WORK TO DO:
**a.** In the post about reading "The Great Terror," what did the writer's father do for a living?
**b.** List every name the writer gives colleagues when expanding on the mention of "The Great Terror" in the post about reading that book.
**c.** Translate this sentence from the post about reading "The Great Terror" into French: "He knew then what we all know now, that Russian communism was rotten to the core and was a house of cards teetering on abject collapse."

TEXT EXTRACT:
START
I happened to mention to a few colleagues the other day that I was reading Robert Conquest's "The Great Terror". This drew blank looks. I amplified somewhat, referencing Stalin, Yeshov, Molotov. More blank looks.
I grew up in a cold war household. My father was a something of a rarity, he was a right wing journalist who travelled widely in Russia bringing back a story which, in the 60s and 70s, was largely ignored by the media and everyone else. He knew then what we all know now, that Russian communism was rotten to the core and was a house of cards teetering on abject collapse. Alas, but that house took decades to come down and so condemned a further generation or two to lives of quiet and unrelieved desperation and hopelessness.
What does our society know of this? A society that, in the case of America, can be convulsed with paroxysms of despair when a few thousand people died in a single tragic incident -- genuinely convinced that something without precedent has happened. The most common formulation we hear of this, is the common reference to September 11th as "the day our world changed". For heaven's sake -- there is now a Jenny Craig television advertisement in which a formerly fat person testifies that September 11th changed her world such that she decided to lose wait. Ye Gods.
END
EXTRACTED DATA:
START
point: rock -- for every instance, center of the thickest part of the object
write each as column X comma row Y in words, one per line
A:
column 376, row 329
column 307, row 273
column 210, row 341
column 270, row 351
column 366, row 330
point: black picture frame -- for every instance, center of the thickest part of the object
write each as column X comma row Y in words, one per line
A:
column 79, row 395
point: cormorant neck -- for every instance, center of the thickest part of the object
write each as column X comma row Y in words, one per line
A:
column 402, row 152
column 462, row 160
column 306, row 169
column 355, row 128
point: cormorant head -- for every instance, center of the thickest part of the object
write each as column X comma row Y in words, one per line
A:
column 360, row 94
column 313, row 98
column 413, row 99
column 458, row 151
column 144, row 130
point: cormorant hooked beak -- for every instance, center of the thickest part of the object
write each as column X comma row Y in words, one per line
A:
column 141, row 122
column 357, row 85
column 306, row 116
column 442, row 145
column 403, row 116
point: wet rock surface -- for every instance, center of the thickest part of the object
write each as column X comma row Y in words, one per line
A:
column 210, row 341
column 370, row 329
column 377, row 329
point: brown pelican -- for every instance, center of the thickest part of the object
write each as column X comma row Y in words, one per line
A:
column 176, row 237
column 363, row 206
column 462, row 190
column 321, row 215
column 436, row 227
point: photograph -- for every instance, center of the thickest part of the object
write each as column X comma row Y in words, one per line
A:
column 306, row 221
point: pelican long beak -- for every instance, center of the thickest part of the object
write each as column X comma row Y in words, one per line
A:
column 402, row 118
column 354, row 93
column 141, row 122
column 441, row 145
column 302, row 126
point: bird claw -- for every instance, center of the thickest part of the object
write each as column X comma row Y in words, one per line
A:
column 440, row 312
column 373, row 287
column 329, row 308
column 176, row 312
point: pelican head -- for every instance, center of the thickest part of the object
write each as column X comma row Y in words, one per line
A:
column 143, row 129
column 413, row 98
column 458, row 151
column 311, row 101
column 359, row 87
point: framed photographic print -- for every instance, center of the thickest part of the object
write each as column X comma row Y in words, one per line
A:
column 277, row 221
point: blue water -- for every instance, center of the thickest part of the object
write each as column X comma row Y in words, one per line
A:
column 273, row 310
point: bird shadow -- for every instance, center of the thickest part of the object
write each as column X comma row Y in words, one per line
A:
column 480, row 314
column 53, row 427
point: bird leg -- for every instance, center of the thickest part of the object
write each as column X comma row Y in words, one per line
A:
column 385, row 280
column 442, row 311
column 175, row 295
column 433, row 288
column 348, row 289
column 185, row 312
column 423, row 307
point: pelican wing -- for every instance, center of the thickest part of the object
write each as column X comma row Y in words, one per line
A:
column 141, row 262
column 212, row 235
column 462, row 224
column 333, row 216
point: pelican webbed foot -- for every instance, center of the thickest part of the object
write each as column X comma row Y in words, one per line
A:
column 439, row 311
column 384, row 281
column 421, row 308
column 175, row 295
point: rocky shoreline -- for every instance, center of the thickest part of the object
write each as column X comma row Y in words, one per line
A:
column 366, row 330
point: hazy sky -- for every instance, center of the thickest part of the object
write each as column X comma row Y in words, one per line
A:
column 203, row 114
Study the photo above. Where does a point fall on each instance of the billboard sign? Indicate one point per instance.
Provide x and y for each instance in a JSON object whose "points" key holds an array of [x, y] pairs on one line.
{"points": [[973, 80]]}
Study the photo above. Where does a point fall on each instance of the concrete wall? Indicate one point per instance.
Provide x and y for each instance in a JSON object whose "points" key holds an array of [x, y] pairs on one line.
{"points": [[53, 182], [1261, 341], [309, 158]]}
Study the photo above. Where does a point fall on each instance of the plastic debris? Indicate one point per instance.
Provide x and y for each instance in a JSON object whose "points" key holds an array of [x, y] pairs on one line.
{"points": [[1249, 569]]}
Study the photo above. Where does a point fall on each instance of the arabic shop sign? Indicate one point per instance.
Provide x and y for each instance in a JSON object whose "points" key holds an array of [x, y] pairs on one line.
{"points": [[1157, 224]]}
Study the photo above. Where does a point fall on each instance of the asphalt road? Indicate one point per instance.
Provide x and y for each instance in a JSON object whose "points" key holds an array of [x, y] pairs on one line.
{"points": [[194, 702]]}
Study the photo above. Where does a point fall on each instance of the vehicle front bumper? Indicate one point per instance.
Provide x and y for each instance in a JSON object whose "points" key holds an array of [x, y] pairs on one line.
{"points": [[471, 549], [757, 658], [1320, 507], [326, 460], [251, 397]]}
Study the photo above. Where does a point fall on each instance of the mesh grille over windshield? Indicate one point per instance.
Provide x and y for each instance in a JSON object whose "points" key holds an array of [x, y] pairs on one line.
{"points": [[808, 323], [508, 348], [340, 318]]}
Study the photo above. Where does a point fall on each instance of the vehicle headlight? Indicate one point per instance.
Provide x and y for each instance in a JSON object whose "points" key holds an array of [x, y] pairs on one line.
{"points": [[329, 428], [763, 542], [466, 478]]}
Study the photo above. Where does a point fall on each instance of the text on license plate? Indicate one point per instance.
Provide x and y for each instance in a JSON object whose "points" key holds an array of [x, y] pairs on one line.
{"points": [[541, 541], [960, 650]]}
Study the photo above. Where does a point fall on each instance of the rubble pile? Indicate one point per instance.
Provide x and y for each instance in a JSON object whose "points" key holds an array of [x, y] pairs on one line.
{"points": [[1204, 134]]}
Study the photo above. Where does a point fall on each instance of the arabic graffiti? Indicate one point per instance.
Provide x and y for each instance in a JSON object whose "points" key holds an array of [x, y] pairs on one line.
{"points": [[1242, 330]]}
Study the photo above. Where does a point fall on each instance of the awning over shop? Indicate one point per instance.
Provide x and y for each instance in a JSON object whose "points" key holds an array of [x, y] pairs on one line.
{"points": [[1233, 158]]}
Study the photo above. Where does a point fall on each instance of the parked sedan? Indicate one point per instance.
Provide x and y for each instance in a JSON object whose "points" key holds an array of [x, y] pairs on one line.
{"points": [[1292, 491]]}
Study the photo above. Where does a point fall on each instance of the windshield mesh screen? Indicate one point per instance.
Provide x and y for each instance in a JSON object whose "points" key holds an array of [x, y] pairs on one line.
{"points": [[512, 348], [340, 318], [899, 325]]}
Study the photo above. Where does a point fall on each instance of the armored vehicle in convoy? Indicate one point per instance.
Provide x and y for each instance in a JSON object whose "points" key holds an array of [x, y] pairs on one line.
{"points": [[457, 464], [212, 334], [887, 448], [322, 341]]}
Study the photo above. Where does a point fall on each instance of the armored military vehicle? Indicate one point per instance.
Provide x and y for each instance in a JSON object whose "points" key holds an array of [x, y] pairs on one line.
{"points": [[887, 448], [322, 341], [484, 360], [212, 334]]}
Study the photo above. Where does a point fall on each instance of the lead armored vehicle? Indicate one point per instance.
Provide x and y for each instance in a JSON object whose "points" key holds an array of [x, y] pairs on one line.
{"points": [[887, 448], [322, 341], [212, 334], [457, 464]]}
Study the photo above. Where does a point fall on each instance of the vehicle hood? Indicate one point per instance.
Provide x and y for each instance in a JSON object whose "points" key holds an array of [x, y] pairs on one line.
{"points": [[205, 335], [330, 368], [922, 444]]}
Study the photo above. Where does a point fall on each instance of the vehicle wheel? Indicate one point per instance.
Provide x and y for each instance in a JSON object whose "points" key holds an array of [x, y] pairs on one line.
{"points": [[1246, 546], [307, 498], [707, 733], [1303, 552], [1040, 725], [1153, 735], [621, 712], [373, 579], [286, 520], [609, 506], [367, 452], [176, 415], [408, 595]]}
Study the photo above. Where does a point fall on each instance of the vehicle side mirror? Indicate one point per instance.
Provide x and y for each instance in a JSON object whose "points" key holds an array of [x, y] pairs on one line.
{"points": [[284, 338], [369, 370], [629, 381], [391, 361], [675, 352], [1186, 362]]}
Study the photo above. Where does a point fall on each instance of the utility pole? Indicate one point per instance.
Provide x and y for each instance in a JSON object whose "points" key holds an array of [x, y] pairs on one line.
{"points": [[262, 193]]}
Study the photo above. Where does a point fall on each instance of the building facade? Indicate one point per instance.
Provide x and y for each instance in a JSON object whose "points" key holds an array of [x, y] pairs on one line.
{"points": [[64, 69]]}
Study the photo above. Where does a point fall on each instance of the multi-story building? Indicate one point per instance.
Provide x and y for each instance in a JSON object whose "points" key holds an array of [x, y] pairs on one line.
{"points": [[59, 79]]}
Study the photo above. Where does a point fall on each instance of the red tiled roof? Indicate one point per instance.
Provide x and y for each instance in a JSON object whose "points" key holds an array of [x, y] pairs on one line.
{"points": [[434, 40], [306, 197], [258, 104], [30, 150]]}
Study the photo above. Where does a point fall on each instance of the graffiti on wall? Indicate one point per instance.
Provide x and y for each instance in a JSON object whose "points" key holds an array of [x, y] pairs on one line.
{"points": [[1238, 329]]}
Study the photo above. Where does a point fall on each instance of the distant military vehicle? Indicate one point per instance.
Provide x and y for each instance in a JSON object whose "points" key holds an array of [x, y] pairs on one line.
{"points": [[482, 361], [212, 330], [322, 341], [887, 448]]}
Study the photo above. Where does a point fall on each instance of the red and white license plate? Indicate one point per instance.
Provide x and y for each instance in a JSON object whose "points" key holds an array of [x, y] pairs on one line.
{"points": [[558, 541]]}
END
RESPONSES TO THE EXERCISE:
**a.** He was a right wing journalist who traveled widely in Russia.

**b.** Stalin, Yeshov, Molotov

**c.** Il savait alors ce que nous savons tous aujourd'hui : que le communisme russe était pourri jusqu'à la moelle et n'était qu'un château de cartes vacillant au bord d'un effondrement lamentable.